## Required task
Rewrite the items below, changing every "seed pod" to "seed capsule" and leaving everything else as it is.

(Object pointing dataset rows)

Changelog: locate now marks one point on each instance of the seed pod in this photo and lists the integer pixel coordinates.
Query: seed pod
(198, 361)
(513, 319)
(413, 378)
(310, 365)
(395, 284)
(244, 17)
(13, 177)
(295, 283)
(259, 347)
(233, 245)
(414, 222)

## Answer to the exercise
Changelog: locate now marks one point on each instance of the seed capsule in this photo and lists the integer pixel coordinates.
Query: seed capsule
(198, 361)
(513, 319)
(413, 378)
(310, 365)
(395, 284)
(244, 17)
(13, 177)
(295, 283)
(259, 347)
(233, 245)
(414, 222)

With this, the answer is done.